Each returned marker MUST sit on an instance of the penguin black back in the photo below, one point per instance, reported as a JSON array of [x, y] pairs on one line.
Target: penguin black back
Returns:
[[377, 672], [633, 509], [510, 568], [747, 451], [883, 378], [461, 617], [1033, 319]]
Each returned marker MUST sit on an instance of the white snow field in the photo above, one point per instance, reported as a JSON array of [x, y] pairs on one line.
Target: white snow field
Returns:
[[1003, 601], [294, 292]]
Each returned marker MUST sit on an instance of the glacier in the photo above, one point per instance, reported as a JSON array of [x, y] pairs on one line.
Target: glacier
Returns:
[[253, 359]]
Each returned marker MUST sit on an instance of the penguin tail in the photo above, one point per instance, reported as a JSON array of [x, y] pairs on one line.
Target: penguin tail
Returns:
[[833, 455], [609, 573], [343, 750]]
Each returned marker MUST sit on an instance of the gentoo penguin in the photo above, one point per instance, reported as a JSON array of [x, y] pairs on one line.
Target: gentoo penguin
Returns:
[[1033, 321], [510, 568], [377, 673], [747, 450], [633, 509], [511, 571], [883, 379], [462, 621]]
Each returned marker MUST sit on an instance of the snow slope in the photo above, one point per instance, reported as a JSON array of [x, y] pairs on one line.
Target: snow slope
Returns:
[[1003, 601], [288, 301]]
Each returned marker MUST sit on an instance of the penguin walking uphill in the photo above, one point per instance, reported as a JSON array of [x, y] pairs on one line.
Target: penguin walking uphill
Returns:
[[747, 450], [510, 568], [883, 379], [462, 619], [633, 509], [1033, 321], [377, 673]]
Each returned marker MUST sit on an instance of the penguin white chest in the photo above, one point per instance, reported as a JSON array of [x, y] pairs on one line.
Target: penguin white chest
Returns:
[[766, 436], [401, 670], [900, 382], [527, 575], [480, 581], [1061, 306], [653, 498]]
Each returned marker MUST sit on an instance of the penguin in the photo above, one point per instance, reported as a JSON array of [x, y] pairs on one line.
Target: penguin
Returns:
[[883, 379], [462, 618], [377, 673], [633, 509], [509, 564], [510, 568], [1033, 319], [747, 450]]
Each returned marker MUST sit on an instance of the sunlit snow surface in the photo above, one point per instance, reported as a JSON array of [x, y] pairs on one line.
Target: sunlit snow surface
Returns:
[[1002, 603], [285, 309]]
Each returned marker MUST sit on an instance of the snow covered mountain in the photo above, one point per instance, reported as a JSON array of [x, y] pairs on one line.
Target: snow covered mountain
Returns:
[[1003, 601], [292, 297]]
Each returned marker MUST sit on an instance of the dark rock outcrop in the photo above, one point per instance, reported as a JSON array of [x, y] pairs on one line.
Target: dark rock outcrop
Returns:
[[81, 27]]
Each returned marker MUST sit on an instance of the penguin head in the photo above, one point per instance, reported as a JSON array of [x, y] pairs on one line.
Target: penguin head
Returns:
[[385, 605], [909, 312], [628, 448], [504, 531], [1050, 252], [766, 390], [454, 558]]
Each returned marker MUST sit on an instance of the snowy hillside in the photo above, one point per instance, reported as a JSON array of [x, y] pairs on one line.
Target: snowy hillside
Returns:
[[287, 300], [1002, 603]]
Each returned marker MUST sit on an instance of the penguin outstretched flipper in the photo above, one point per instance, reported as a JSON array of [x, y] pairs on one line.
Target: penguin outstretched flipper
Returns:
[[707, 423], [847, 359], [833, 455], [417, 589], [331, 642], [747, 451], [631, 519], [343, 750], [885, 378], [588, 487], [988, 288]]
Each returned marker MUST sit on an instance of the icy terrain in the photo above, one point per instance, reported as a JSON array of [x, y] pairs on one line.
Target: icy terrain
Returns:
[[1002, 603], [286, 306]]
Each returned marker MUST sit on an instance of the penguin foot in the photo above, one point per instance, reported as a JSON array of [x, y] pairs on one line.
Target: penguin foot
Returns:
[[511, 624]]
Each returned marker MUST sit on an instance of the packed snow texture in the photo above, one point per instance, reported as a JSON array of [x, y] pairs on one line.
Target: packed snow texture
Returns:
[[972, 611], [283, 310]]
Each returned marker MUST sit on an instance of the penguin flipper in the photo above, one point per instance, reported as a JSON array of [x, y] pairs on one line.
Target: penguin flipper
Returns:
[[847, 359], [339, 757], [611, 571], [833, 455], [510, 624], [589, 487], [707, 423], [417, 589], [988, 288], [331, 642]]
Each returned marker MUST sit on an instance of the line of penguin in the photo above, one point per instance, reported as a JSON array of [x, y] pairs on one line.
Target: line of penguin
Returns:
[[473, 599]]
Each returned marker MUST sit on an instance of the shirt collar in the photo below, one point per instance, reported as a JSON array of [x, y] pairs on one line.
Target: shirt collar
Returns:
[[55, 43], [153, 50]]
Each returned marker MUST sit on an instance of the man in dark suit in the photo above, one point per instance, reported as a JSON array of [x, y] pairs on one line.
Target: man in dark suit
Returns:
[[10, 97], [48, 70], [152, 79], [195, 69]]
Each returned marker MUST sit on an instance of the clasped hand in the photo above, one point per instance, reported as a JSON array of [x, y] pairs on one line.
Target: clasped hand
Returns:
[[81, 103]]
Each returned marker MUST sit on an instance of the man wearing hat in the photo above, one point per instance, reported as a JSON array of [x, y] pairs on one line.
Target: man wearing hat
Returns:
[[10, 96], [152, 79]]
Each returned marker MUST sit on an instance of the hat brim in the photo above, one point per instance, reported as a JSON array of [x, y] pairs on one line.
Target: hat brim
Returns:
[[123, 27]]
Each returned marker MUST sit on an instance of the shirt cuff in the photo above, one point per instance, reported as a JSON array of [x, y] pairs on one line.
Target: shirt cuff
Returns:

=====

* [Task details]
Could you output every line of the listing above verbatim, from the first line to the last?

* [Output for this exercise]
Each returned marker MUST sit on an instance of the penguin black back in the photo below, one point per instance, reported as a JSON array of [x, y] pairs on one line.
Target: penguin black back
Returns:
[[377, 672], [633, 509], [510, 568], [747, 451], [883, 378], [461, 617], [1033, 319]]
Each returned marker MUST sit on an instance of the white snow field in the photo above, one point per instance, reported as a JSON array of [x, y] pairs on one line.
Target: white snow field
Returns:
[[1003, 601], [294, 292]]
Each returned marker MUST sit on an instance of the glacier in the photo above, one point per instance, reported as a JSON array of [x, y] pairs on one line.
Target: glacier
Returns:
[[253, 359]]
Each returned marker MUST sit on an instance of the penguin tail in the photo above, one point per instance, reported as a JSON array of [x, y] pairs on one line.
Target: penguin tail
Returns:
[[833, 455], [609, 573], [343, 750]]
Each returned marker MUST sit on an instance of the gentoo penguin in the photo above, one point per instance, reported as a JSON array of [x, y] pairs on one line.
Target: gentoo penguin
Returns:
[[1033, 321], [510, 568], [377, 673], [747, 450], [633, 509], [511, 571], [883, 379], [462, 621]]
Each returned marker MUST sit on an instance of the snow slope in the photo above, one point per instance, reported as a JSON array of [x, y] pairs on one line.
Target: snow slope
Returns:
[[1003, 601], [288, 301]]
Each returned marker MUST sit on an instance of the penguin walking uphill in the photo above, one point per instance, reported as a JSON array of [x, y] pairs on one line.
Target: penguin walking uphill
Returns:
[[747, 450], [510, 568], [883, 379], [462, 619], [633, 509], [1033, 321], [377, 673]]
Each returned marker MUST sit on an instance of the penguin white chest in the photo above, one point per instance, reported as a JSON array of [x, y] pairs on one line.
Target: penguin white chest
Returns:
[[766, 436], [401, 670], [900, 382], [527, 575], [480, 581], [1061, 306], [653, 498]]
Each returned marker MUST sit on an instance of the penguin in the photo above, one point per instance, reported as a JSON array of [x, y] pairs on one line.
Target: penguin
Returns:
[[883, 379], [462, 618], [377, 673], [633, 509], [509, 564], [510, 568], [1033, 319], [747, 450]]
Each returned marker MUST sit on an instance of the sunlit snow surface in the photo above, one point per instance, reported as a JSON array of [x, y] pairs on one line.
Target: sunlit snow surface
Returns:
[[1002, 603], [285, 309]]
Each returned marker MUST sit on an instance of the snow covered mountain in the photo above, one point per instance, reported as a JSON array of [x, y] pairs on one line.
Target: snow covered mountain
Returns:
[[1003, 601], [292, 297]]
Each returned marker MUST sit on an instance of the dark rock outcrop in the photo above, one point per instance, reported as a JSON array of [x, y] pairs on one line.
Target: dark rock outcrop
Returns:
[[81, 27]]
Each returned marker MUST sit on an instance of the penguin head in the photo above, one point per instance, reported as a JSON array of [x, y] pairs on one line.
Target: penguin head
Returns:
[[385, 605], [909, 312], [628, 448], [504, 531], [1050, 252], [766, 390], [454, 558]]
Each returned marker MUST sit on an instance of the snowy hillside in the photo above, one point per instance, reported as a JSON array of [x, y] pairs on one line.
Target: snowy hillside
Returns:
[[287, 300], [1002, 603]]
Each returned marker MUST sit on an instance of the penguin outstretched flipper in the photo above, one point per instance, reported as a JSON array of [x, y] pairs on one line.
Target: penguin outstretched flipper
Returns:
[[707, 423], [847, 359], [833, 455], [417, 589], [331, 642], [747, 451], [631, 519], [343, 750], [885, 378], [588, 487], [988, 288]]
Each returned marker MUST sit on an instance of the icy terrain in the photo above, one point per instance, reported as a JSON array of [x, y] pairs on one line.
Target: icy terrain
Returns:
[[1002, 603], [286, 306]]
Each returned marker MUST sit on an instance of the penguin foot in the photo above, one point per instance, reported as a JSON array of [x, y] pairs on one line.
Target: penguin foot
Returns:
[[511, 624]]
Each returned marker MUST sit on an instance of the packed snow texture in the photo above, one point per instance, reported as a JSON array of [x, y] pairs on one line.
Target: packed snow texture
Returns:
[[972, 611], [283, 310]]
Each returned marker MUST sit on an instance of the penguin flipper in the photo above, one point per instance, reported as a JSON array of [x, y] pairs on one line.
Target: penguin flipper
Returns:
[[847, 359], [339, 757], [611, 571], [833, 455], [510, 624], [589, 487], [707, 423], [417, 589], [988, 288], [331, 642]]
Each returned marker MUST sit on an instance of the line of penguin in the photo above, one point per instance, reported as a JSON array of [x, y] pairs on one line.
Target: line of penguin
Returns:
[[473, 599]]
Each returned marker MUST sit on an instance of the shirt collar in the photo below, one point per instance, reported as a JSON array of [x, y] pairs on one line.
Target: shirt collar
Returns:
[[55, 43], [153, 50]]
Each returned marker MUST sit on an instance of the man in dark suit in the photo above, one point per instance, reported as a JSON array of [x, y] pairs on one line.
Target: man in dark suit
Returns:
[[10, 97], [48, 70], [152, 79], [195, 69]]
Each returned marker MUST sit on an instance of the clasped hand in the photo above, one point per instance, reported as a JSON array of [x, y] pairs on one line.
Target: clasped hand
Returns:
[[81, 103]]
Each returned marker MUST sit on an instance of the man wearing hat in the photo above, one point per instance, reported as a JSON array of [x, y] pairs on one line.
Target: man wearing hat
Returns:
[[10, 96], [152, 79]]
Each returned marker MUST sit on an instance of the hat brim in the photo above, one point per instance, reported as a JSON array of [x, y] pairs on one line.
Target: hat brim
Returns:
[[123, 27]]
Each returned marker MUST sit on an instance of the shirt cuff in the photo above, one point per instance, reported as a JSON array of [x, y] pairs on one line.
Target: shirt cuff
Returns:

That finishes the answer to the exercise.